(Entries from a point annotation set)
++++++++

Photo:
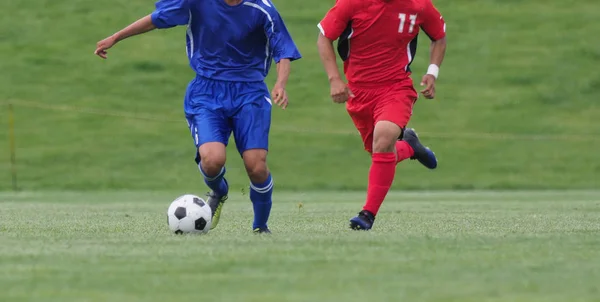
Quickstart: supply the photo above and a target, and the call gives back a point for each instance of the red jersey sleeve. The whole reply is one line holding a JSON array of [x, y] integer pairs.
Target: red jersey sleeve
[[336, 20], [433, 22]]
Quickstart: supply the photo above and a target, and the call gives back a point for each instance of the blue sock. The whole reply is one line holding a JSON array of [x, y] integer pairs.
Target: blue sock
[[216, 183], [260, 194]]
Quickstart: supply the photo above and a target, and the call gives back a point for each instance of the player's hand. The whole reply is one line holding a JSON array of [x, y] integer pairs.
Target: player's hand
[[104, 45], [428, 82], [340, 91], [279, 96]]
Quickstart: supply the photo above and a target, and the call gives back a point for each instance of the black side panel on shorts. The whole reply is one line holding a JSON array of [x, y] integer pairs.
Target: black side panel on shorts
[[344, 42]]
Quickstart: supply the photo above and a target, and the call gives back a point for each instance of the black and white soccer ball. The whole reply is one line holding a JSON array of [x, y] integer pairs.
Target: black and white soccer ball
[[189, 214]]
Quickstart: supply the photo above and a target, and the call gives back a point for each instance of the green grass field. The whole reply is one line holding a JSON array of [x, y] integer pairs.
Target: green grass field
[[472, 246], [511, 214], [517, 102]]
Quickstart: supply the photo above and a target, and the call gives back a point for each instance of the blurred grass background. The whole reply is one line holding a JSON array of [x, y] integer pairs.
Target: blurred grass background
[[516, 107]]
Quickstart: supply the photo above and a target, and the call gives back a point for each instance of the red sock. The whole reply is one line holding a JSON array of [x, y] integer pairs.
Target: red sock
[[404, 151], [381, 176]]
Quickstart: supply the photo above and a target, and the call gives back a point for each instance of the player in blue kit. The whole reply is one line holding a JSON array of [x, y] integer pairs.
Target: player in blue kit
[[230, 46]]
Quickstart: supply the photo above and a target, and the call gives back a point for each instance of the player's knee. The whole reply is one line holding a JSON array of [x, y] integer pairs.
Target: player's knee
[[385, 136], [212, 159], [256, 165]]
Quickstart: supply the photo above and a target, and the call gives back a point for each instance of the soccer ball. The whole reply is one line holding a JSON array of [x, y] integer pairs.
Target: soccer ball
[[189, 214]]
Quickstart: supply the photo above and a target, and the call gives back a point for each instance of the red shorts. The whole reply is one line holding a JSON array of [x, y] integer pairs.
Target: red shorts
[[370, 105]]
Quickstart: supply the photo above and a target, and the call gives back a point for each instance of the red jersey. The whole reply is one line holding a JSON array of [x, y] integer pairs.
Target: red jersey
[[378, 38]]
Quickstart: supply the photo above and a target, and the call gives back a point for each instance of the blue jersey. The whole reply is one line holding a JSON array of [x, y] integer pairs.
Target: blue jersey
[[229, 43]]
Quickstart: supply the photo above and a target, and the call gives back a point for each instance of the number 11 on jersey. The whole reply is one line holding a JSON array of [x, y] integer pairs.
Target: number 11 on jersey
[[412, 19]]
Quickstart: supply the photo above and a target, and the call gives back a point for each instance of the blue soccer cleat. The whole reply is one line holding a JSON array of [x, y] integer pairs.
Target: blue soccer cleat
[[423, 154], [362, 222], [262, 231]]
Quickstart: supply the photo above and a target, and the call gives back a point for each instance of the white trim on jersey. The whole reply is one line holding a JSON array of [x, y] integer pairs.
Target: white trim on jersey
[[268, 53], [321, 29], [188, 32], [269, 101]]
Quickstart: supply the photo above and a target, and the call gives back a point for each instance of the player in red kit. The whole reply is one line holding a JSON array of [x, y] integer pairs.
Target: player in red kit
[[377, 40]]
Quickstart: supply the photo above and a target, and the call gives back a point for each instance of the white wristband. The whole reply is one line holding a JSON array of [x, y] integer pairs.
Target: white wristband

++++++++

▸ EXERCISE DIRECTIONS
Reproduce every line of the data verbatim, leaving out the pictures.

▸ RESPONSE
Photo:
Quickstart: supply the photo above and a target, and the call gives back a point for each instance of the red jersey sleeve. The whole reply is one line holding a JSON array of [x, y] integer pairs.
Target: red jersey sleeve
[[336, 20], [433, 22]]
Quickstart: supply the photo above and a target, and the call gives back a point for each instance of the blue sock. The whole reply is one line holding a JSON array of [x, y] integer pairs.
Target: blue sock
[[216, 183], [260, 194]]
Quickstart: supply the photo above and a target, and the call gives back a point for each instance of the player's hand. The whole reply is one line holding a JSON array of [x, y] integer pairs.
Target: player's hand
[[104, 45], [428, 82], [340, 91], [279, 96]]
Quickstart: supply the photo above and a target, and the call gives back a point for each instance of the black side panel on shorts. The whole reply is one line holding a JSON array of [x, y] integer pairs.
Target: black side panel on shorts
[[344, 42]]
Quickstart: supply the photo above and a target, and the call gives back a point for each instance of the black and white soccer ball. The whole reply is one line holding a JSON array of [x, y] integer pairs.
Target: black and white soccer ball
[[189, 214]]
Quickstart: supply the photo above and a target, and the call gives back a point for each instance of the green grass field. The whole reply is one line holding a JSON array of [x, y] integer pairs.
Target: green grass field
[[472, 246], [511, 214], [517, 102]]
Quickstart: supply the photo above and a target, and the call gives back a point for each instance of the blurred grass background. The whole reply is one line holding a JSON array of [x, y] integer pairs.
Target: blurred grass background
[[516, 107]]
Quickstart: supply the photo above and a target, and the call gives back a point for each instance of the red sock. The whole reply is one line holding a JSON array of [x, y] integer pairs.
Target: red sock
[[404, 151], [381, 176]]
Quickstart: supply the photo above and a target, and the call gives back a point for each instance of the player in blue kit. The whole reply is one line holding a JSON array of [x, y] integer pairs.
Target: player in blue kit
[[230, 46]]
Quickstart: supply the photo above and a target, and the call gives back a point for each instance of the player's knee. The whole reply is one line holding a JSON array of [x, y] integer pairs.
Target: player's knee
[[385, 136], [212, 159], [256, 165]]
Quickstart: supply the photo above and a target, and the call gives back a point for each instance of the soccer ball. The whole reply is one line holding a JSON array of [x, y] integer pairs.
Target: soccer ball
[[189, 214]]
Quickstart: supply the photo above and a target, and the call gives back a point for each instance of the red shorts. The whole reply is one line holding a JSON array of [x, y] integer pairs.
Target: red shorts
[[370, 105]]
Quickstart: supply the photo above and a target, and the call gives back a point for each instance of the red jersey. The whole reply is one line holding a JSON array of [x, y] integer pairs.
Target: red jersey
[[378, 38]]
Quickstart: supply the photo above and a target, and the call gives back a point for each instance of the blue jersey. The whole reply is one line holding a JSON array of [x, y] integer pairs.
Target: blue jersey
[[229, 43]]
Quickstart: supply the photo above and a target, and the call gives back a point for each instance of the number 11 on jersey. The whole reply is one line holding a JSON array of [x, y] integer pairs.
Target: number 11 on jersey
[[412, 19]]
Quickstart: supply the photo above and a target, and the call gives back a point for each instance of the blue soccer cleat. The whole reply is one line holding a JSON array of [x, y] integer pairs.
Target: blue soccer cleat
[[423, 154], [362, 222], [262, 231]]
Quickstart: supply the photo above and a target, and the call gives back a point for each instance of the white trim on jersey. The whole reply is one line holding a JSON array of [x, y] integer pairs.
Target: white trim on jersey
[[268, 53], [321, 29], [188, 32], [269, 101]]
Quickstart: supply the photo above and a target, and the call gives back a point for each instance of the player in red kit. The whole reply is one line holding a JSON array of [x, y] integer pairs.
Target: player in red kit
[[377, 40]]
Quickstart: supply the photo above and a target, and the call gives back a point for each instance of the white wristband. The whole reply is one line holding a JSON array of [x, y] integer pairs.
Target: white wristband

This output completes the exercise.